Every line of the entries below that carries the string "blue" should be copied.

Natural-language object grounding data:
==========

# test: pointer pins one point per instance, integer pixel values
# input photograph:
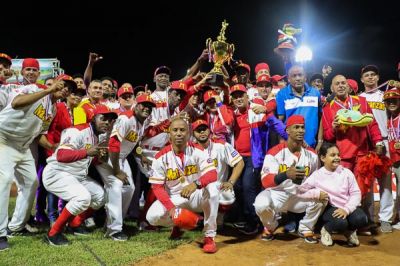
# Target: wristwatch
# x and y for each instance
(198, 184)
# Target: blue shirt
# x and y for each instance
(308, 105)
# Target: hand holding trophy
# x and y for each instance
(219, 52)
(286, 41)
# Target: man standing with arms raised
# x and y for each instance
(374, 96)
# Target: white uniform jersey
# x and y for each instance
(20, 127)
(159, 114)
(169, 170)
(252, 92)
(223, 155)
(128, 131)
(375, 102)
(6, 94)
(280, 158)
(74, 138)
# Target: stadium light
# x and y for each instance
(303, 54)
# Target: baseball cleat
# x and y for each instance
(57, 240)
(119, 236)
(176, 233)
(209, 245)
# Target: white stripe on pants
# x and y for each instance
(269, 203)
(22, 164)
(202, 200)
(118, 195)
(81, 192)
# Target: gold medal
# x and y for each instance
(397, 145)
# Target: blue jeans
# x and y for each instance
(246, 190)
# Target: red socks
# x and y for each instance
(60, 222)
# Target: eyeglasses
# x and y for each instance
(126, 96)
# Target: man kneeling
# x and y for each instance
(184, 177)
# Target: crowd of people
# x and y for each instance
(247, 153)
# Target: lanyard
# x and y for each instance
(181, 167)
(350, 103)
(395, 132)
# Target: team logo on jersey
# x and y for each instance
(215, 161)
(173, 174)
(266, 170)
(132, 136)
(283, 168)
(40, 112)
(377, 105)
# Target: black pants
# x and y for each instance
(357, 219)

==========

(Output of the exercise)
# Target: blue shirt
# Target: blue jeans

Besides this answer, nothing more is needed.